Trecho de origem:
■ ■ ■ ■ ■

Com raras exceções, sindicalistas são isto que a gente vê. Ainda outro dia, na televisão, sindicalistas paulistas faziam reivindicações salariais dançando, pulando e berrando diante das câmeras, sem que fosse possível entender aquilo que reivindicavam. Trata-se da manifestação barulhenta da imbecilidade humana, agravada, diante da Rádio Inconfidência, pelos rojões imensos.

Diverti-me à beça e à bessa com as tiradas do Lauro, tomei gosto pelos programas do gênero e tentei um outro, através de um sistema suposto de alcançar mais que 500 emissoras mineiras. Então, como sempre, nosso negócio esbarrou no patrocínio. Já falei dele uma porção de vezes e creio ter dito que, não por acaso, o famoso farmacêutico, escritor, orador, abolicionista e jornalista brasileiro se chamava José do Patrocínio (1854-1905).

■ ■ ■ ■ ■

Linhas fornecidas:
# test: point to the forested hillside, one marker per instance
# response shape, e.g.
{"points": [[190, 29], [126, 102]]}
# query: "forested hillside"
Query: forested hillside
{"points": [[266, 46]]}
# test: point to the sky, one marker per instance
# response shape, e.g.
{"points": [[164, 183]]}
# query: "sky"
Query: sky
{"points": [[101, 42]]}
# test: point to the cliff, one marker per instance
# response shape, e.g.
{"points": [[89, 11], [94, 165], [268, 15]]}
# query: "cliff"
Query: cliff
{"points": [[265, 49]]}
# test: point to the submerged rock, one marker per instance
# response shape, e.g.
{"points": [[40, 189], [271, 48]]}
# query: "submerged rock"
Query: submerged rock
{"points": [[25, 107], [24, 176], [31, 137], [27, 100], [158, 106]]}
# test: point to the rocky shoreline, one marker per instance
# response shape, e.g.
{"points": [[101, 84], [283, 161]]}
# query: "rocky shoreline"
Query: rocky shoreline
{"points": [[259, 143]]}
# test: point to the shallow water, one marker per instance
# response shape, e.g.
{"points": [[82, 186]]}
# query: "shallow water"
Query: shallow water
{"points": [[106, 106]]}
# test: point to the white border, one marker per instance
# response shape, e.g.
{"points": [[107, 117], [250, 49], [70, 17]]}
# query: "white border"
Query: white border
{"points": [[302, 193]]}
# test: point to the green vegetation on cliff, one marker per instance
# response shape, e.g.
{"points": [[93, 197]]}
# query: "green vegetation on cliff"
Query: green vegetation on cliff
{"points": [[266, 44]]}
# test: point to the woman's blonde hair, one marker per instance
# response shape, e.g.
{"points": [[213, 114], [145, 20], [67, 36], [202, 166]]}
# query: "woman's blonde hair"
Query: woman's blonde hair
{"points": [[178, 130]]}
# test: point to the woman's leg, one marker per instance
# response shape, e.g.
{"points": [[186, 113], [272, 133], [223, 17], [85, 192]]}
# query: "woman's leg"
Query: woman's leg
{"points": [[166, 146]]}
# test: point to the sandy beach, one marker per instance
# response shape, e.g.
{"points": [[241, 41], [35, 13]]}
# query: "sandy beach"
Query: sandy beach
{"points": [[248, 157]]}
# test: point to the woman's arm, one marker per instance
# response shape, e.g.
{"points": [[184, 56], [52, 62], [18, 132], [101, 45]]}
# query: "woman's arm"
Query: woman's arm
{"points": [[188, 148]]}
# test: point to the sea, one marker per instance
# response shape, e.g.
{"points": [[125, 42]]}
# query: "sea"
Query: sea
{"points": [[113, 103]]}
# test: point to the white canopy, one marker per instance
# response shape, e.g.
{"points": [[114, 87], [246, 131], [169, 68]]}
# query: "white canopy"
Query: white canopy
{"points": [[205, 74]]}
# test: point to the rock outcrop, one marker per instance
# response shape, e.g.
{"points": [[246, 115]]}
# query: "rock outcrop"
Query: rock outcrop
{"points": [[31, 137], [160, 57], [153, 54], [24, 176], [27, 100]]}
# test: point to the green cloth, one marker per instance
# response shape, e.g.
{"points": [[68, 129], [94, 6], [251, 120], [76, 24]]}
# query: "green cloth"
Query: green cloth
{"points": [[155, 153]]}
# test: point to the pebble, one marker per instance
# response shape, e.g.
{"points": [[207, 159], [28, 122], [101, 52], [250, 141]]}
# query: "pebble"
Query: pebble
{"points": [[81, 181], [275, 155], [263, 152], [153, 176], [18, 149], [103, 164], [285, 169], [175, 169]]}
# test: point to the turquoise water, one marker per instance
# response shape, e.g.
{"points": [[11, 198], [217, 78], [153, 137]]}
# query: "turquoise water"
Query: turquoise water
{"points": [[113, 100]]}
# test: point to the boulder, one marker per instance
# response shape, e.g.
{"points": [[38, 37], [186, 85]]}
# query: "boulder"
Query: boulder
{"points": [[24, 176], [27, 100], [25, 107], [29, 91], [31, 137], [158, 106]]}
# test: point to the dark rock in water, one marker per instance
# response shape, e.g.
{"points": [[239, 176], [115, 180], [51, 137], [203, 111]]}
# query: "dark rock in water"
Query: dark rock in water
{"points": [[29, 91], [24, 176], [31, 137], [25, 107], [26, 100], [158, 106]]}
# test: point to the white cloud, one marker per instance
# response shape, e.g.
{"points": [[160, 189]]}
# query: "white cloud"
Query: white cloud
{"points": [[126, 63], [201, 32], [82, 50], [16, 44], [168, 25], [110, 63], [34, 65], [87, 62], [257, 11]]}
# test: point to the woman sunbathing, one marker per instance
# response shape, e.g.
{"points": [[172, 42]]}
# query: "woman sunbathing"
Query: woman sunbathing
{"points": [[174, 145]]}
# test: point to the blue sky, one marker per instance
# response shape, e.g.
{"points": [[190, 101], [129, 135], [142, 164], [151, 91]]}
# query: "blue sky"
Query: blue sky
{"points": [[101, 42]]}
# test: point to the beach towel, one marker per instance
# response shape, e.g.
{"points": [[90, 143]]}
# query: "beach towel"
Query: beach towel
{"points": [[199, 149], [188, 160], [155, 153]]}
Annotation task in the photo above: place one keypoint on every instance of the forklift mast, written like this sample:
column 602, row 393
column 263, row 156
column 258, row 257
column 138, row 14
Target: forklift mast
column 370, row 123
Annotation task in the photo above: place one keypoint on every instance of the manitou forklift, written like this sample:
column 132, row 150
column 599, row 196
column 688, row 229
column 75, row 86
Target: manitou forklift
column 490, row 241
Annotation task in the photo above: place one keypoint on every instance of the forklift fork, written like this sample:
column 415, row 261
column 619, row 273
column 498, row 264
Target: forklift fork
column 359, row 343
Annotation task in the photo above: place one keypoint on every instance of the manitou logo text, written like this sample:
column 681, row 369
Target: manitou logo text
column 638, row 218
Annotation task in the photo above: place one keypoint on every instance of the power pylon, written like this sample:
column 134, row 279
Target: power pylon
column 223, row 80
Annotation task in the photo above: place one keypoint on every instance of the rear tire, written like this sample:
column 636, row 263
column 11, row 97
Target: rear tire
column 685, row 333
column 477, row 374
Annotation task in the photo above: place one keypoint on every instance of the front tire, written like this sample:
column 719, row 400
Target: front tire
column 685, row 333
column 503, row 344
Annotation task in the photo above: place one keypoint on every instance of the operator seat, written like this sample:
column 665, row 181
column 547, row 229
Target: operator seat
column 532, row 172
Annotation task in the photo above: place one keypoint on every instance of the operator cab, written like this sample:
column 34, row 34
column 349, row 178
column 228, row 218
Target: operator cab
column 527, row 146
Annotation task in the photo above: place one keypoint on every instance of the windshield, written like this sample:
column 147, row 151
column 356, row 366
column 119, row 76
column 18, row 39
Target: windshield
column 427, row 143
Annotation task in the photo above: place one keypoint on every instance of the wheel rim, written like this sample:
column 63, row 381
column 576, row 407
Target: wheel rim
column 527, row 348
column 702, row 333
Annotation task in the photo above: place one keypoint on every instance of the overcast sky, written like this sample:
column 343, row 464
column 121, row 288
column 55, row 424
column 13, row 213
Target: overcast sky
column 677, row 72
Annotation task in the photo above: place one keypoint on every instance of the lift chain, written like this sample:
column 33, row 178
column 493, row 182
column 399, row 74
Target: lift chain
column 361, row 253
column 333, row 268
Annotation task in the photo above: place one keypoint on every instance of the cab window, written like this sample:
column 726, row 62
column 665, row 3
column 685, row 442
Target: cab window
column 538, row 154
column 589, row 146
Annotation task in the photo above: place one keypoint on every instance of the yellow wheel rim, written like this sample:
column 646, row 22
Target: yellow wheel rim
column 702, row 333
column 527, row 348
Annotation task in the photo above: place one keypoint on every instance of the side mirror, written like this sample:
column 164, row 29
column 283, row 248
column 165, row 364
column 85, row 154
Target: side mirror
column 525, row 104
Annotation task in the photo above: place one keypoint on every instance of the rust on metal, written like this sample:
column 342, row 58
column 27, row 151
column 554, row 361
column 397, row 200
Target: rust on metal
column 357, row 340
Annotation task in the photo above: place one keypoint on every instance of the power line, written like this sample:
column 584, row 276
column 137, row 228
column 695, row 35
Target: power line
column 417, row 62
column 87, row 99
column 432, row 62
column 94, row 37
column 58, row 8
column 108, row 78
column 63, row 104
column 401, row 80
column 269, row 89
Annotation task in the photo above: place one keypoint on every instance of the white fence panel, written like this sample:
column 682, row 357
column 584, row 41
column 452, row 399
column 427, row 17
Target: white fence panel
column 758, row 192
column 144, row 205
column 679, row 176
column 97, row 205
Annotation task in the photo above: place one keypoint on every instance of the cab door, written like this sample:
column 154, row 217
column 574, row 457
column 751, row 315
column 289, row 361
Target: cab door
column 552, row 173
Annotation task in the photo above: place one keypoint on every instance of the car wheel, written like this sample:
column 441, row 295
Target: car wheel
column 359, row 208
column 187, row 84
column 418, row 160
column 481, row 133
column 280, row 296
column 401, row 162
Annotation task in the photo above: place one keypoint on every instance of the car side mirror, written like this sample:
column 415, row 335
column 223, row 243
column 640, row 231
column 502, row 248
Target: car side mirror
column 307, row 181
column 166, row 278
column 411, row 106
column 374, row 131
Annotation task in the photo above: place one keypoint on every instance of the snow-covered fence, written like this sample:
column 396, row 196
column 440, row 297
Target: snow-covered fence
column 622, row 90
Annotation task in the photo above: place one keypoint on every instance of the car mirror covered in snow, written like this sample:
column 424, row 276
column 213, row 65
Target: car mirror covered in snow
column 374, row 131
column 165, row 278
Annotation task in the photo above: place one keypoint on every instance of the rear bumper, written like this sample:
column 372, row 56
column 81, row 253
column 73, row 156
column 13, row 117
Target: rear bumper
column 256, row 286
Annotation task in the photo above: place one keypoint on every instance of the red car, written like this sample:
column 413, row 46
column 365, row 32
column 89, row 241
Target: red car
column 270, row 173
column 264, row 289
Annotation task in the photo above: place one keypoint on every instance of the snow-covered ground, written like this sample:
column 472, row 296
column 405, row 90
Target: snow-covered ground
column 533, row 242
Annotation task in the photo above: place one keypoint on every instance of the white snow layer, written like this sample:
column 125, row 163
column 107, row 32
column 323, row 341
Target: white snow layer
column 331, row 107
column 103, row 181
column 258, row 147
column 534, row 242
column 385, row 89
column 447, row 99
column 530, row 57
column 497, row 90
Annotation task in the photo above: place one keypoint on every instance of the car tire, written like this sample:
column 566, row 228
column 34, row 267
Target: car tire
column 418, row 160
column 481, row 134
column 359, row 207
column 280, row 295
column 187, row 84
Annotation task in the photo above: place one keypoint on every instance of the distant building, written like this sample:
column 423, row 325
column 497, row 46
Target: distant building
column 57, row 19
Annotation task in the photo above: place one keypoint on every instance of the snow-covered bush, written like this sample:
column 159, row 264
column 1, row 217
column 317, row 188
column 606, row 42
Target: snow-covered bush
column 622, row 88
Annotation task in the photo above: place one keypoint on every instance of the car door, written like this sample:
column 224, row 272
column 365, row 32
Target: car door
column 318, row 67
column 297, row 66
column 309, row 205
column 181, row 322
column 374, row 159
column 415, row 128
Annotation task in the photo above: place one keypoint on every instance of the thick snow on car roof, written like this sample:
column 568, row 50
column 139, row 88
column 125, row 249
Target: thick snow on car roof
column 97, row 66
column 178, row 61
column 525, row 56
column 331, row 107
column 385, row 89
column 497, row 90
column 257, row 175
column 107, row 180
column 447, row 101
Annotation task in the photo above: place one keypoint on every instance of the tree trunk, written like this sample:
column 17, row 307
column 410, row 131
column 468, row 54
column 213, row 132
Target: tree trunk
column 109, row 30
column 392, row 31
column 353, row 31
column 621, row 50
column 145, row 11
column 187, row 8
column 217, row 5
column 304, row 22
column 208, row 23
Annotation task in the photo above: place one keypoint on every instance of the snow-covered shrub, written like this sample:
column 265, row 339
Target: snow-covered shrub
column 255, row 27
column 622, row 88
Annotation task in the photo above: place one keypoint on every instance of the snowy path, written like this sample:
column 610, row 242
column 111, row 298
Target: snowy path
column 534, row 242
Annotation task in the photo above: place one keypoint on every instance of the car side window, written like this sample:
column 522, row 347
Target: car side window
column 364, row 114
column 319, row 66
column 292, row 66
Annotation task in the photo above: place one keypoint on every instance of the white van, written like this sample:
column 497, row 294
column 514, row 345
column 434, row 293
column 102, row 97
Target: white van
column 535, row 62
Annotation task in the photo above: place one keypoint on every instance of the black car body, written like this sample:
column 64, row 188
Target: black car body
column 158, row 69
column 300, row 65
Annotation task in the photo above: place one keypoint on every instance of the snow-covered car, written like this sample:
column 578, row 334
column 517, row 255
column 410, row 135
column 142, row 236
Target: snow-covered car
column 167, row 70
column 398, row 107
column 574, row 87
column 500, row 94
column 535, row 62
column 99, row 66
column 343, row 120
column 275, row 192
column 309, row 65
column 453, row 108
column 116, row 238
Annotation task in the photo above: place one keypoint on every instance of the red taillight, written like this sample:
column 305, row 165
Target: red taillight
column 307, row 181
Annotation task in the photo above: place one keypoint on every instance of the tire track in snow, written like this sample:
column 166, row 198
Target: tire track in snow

■ ■ ■ ■ ■

Desafio: Indique se cada afirmação abaixo concorda com o trecho de origem, respondendo sim ou não e citando literalmente as palavras do trecho que decidem a questão. 1. Os sindicalistas paulistas vistos na televisão deixavam claro o que reivindicavam. 2. O negócio mencionado no trecho esbarrou no patrocínio. 3. José do Patrocínio viveu de 1854 a 1905. As linhas provêm de uma fonte diferente da do trecho.

Resposta escrita:
1. Não: "sem que fosse possível entender aquilo que reivindicavam".
2. Sim: "Então, como sempre, nosso negócio esbarrou no patrocínio."
3. Sim: "José do Patrocínio (1854-1905)".